▸ INSTRUCTION
Convert the part of the entries below that opens with the line containing "Reviewer note: confirm that each instance of the wall" and closes with the line containing "[(425, 53), (960, 603)]" into a Markdown table with the columns Row and Line. Number each line in the Row column, leave out blank lines, and include nothing outside that span.

•••••

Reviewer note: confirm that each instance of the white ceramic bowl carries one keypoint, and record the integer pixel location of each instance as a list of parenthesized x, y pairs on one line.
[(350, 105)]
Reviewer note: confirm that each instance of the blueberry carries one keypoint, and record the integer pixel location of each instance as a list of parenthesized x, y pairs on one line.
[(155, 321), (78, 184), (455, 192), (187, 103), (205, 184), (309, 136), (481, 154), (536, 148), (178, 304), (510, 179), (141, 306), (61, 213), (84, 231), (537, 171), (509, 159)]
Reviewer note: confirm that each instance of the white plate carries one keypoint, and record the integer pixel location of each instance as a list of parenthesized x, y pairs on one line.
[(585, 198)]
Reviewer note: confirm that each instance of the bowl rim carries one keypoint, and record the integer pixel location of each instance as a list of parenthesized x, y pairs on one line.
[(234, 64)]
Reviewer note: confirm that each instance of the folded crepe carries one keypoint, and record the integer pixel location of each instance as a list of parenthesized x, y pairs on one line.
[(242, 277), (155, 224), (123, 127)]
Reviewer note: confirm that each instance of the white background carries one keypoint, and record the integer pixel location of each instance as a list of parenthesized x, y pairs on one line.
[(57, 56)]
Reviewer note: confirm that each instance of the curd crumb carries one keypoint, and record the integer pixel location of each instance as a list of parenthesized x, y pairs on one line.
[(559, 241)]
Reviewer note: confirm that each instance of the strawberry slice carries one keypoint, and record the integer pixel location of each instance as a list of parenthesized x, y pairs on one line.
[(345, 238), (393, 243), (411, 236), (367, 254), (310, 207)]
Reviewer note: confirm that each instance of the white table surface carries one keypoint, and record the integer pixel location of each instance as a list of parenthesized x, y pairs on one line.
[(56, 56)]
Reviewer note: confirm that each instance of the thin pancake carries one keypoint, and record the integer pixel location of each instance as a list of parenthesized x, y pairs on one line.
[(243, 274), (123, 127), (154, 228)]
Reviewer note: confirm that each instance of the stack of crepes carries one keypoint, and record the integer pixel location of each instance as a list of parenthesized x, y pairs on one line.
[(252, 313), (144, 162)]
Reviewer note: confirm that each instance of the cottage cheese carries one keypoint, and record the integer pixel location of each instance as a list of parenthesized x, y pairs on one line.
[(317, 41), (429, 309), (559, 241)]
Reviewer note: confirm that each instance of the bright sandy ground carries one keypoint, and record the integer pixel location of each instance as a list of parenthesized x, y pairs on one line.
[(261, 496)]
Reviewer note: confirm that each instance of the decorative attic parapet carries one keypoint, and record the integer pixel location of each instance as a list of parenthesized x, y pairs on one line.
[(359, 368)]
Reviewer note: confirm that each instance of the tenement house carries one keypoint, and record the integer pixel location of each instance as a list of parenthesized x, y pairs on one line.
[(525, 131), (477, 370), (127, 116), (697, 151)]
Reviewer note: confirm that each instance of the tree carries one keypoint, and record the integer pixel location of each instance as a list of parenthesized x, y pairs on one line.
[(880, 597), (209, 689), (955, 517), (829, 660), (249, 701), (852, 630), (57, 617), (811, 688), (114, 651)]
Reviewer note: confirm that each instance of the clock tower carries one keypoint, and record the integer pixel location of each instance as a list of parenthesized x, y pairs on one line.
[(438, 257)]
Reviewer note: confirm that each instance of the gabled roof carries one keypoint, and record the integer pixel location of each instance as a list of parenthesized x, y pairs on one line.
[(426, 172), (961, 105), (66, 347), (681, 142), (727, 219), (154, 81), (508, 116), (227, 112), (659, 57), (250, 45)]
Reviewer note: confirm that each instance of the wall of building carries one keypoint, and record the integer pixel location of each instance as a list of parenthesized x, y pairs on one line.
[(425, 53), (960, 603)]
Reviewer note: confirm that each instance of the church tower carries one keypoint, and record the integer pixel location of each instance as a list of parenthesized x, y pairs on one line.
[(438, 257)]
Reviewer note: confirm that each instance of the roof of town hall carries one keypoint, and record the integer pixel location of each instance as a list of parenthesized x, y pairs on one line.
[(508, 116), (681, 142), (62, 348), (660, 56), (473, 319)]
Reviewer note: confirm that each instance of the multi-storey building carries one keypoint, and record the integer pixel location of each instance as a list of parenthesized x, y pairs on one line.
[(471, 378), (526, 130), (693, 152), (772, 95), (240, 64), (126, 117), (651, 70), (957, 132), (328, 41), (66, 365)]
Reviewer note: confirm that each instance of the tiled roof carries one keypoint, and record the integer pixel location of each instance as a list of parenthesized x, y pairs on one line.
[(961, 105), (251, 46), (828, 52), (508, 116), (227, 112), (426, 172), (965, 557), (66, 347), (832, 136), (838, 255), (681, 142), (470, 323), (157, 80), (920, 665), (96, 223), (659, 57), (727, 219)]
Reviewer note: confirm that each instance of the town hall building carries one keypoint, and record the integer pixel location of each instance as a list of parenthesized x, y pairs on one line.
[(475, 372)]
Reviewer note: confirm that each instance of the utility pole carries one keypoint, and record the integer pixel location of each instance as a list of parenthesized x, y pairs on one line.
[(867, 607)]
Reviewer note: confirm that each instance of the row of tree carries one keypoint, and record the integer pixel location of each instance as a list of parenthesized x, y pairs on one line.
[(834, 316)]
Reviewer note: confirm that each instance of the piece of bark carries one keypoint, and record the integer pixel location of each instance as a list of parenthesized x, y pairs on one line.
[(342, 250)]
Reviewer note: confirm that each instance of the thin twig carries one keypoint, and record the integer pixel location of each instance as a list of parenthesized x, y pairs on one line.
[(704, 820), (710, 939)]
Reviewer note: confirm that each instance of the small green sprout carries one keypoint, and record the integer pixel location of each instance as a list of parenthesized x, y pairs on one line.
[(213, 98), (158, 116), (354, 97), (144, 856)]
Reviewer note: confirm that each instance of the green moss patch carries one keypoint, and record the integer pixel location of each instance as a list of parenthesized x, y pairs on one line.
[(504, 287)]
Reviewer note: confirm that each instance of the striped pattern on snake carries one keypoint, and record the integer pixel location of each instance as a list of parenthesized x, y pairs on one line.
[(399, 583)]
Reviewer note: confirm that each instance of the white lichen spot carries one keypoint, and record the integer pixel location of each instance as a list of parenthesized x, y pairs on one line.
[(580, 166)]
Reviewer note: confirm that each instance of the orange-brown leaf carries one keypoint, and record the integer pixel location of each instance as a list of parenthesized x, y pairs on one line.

•••••

▸ ANSWER
| Row | Line |
|---|---|
| 1 | Reviewer note: confirm that each instance of the wall of building carries one keypoint, and record the integer pixel location of each instance as a list of parenthesized x, y pairs on one line. |
| 2 | [(425, 53), (960, 603)] |